EXCERPTED TEXT start

Macon Holt Interview
|Todd L. Burns||Dec 17, 2019|
Macon Holt has just recently published his first book, entitled Pop Music and Hip Ennui: A Sonic Fiction of Capitalist Realism. Any book that references David Foster Wallace, Mark Fisher, and Kodwo Eshun in its title is going to get a bit of interest from yours truly, which is why I decided to interview Macon late last month via email.
How did you get to where you are today, professionally?
Well, where I am today is a member of the academic precariat, which is itself a position I am only able to occupy because of the various structural advantages and privileges I started out with. But in terms of the specific route I have taken, I think I was a nerd who took some time to find out what kind of nerd I was. As a teenager, I desperately wanted to make music but the kind of stuff that I wanted to make was over-ambitious both in terms of technical resources and my abilities.
I studied music technology and sonic arts composition in my undergraduate and master's degrees, and while I loved that hands-on work and still miss doing it, I was never 100% invested in it. I had always been interested in politics and had thought that I could maybe find some artistic way to broach it through music but found everything I was doing lacking in that respect. This was also the period following the financial crisis of 2008 and with the austerity cuts of the coalition government in the UK starting to bite, the idea of pursuing a career in the obscure audio arts seemed more and more impossible. Also, it seemed like, and still does seem like, there needed to be some more direct interventions in the debate surrounding the roles of art and capitalism in people's lives and the role of art in capitalism.

EXCERPTED TEXT end
DATASET ENTRIES start

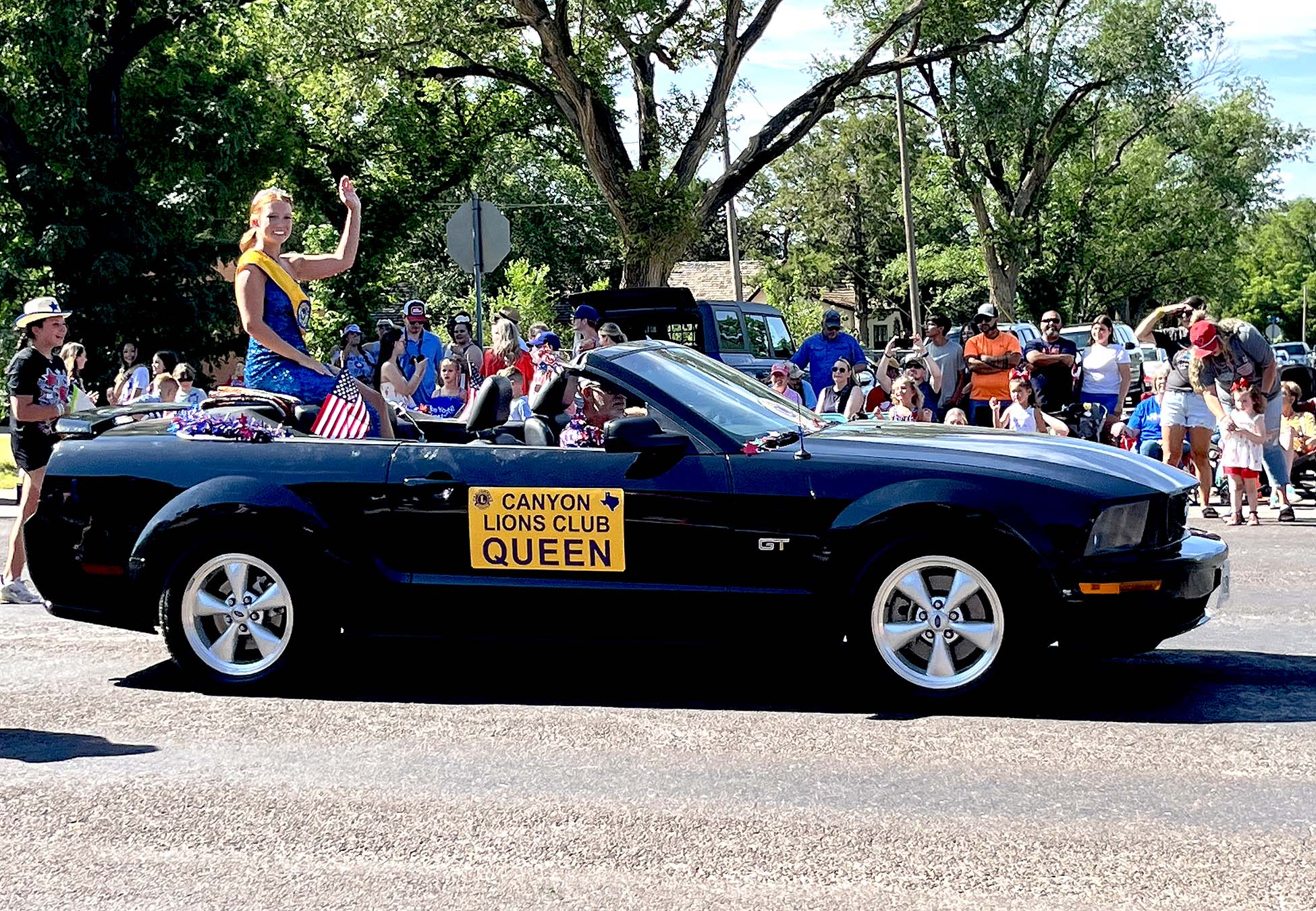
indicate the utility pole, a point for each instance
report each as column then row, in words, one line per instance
column 908, row 206
column 732, row 239
column 478, row 253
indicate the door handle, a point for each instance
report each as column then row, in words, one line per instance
column 432, row 478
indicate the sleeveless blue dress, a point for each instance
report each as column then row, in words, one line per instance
column 274, row 373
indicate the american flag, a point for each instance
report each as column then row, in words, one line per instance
column 344, row 415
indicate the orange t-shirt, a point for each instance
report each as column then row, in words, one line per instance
column 985, row 386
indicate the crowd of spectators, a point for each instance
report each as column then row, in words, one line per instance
column 1213, row 406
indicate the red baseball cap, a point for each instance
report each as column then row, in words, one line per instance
column 1205, row 339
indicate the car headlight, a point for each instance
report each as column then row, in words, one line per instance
column 1119, row 528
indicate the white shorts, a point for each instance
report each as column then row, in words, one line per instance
column 1182, row 408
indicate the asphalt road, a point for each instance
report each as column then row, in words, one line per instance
column 607, row 778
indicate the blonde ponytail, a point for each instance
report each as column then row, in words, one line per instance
column 260, row 202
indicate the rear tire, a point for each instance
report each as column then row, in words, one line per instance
column 238, row 617
column 933, row 620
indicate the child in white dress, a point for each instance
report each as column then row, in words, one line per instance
column 1241, row 436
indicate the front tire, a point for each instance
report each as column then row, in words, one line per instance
column 231, row 617
column 936, row 622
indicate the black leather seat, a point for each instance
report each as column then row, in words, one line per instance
column 540, row 432
column 548, row 411
column 493, row 406
column 551, row 401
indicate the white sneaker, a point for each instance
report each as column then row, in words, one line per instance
column 19, row 592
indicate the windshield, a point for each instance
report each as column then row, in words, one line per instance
column 1080, row 337
column 738, row 406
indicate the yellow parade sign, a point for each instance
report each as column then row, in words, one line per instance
column 548, row 528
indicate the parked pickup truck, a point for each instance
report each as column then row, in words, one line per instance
column 742, row 335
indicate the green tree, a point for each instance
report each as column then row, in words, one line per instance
column 131, row 132
column 1158, row 215
column 573, row 59
column 1010, row 115
column 1277, row 263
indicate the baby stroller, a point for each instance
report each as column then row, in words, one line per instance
column 1086, row 422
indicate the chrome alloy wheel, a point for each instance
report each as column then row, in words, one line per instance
column 937, row 623
column 236, row 615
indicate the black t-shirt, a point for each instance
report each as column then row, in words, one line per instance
column 1053, row 383
column 1174, row 343
column 40, row 381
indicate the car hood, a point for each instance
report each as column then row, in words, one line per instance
column 1062, row 460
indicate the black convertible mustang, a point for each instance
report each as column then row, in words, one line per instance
column 936, row 555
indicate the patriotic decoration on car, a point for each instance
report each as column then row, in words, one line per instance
column 342, row 416
column 196, row 424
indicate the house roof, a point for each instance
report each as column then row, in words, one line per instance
column 713, row 281
column 842, row 298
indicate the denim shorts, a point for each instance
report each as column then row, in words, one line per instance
column 1181, row 408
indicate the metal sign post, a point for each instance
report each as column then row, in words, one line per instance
column 478, row 239
column 478, row 256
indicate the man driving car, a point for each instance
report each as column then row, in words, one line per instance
column 603, row 402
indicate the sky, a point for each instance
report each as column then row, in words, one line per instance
column 1273, row 40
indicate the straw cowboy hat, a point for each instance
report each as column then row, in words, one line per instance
column 40, row 308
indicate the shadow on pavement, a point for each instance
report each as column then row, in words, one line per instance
column 1169, row 686
column 55, row 747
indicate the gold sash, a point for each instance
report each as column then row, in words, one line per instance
column 286, row 283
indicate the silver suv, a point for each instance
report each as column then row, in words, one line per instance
column 1082, row 336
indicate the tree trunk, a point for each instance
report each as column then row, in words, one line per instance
column 647, row 270
column 1002, row 281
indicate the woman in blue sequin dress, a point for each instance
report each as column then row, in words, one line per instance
column 275, row 311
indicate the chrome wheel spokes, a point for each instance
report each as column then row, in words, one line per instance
column 236, row 615
column 937, row 623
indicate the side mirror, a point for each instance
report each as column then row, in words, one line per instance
column 76, row 427
column 640, row 435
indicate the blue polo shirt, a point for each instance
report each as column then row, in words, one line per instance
column 432, row 349
column 817, row 354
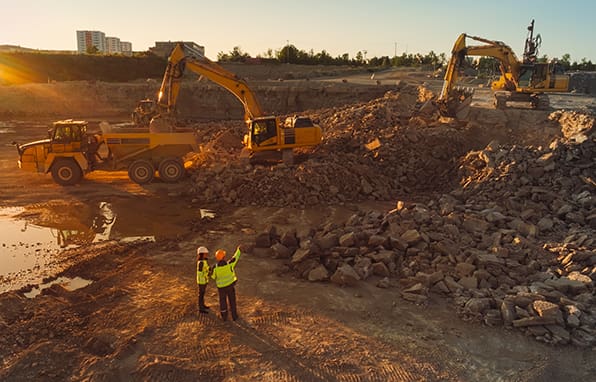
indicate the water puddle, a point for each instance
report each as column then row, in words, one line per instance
column 32, row 239
column 65, row 282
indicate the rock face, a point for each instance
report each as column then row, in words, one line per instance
column 511, row 242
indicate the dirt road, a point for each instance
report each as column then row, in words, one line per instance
column 137, row 319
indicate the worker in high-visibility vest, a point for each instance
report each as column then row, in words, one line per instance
column 202, row 277
column 225, row 279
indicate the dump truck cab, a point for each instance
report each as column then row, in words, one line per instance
column 65, row 153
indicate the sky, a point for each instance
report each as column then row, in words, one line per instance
column 377, row 27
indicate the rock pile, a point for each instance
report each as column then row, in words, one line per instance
column 583, row 82
column 513, row 245
column 371, row 151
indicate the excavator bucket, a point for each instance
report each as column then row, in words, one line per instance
column 458, row 104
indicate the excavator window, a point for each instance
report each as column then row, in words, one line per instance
column 303, row 122
column 263, row 130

DATASET ENTRIES end

> [AIM] Continue the Macon Holt interview from the point where it stops.

> [EXERCISE ANSWER]
During my masters, I wrote some essays that were pretty well received. I also started reading more. For the first time in my life, I became excited about the idea and practice of writing. From there I applied to study for a PhD in cultural studies at the now-defunct Centre for Cultural Studies at Goldsmith, University of London. Essentially, I dived into a massively intimidating and exciting intellectual trip that completely transformed how I see and understand everything. It was an intense place to be for a number of good and bad reasons. The book which is based on my thesis, can, I guess, be read as me grappling with the myriad new perspectives, concepts, and methods for thinking about culture and cultural production I encountered there. Its convolutions are like a working-through of these things. Only now, looking at the thing in its totality, can I claim to have some kind of particular position as a critic and a theorist.
During my PhD, I moved to Denmark. Here I have been trying to navigate my way through a much smaller but still vibrant cultural scene. Over the last few years, I have been teaching in various places and engaging in para-academic employment, participated in various indie writing and publishing projects, and this last year became a contributing editor at the music magazine, Passive Aggressive.
Did you have any mentors along the way? What did they teach you?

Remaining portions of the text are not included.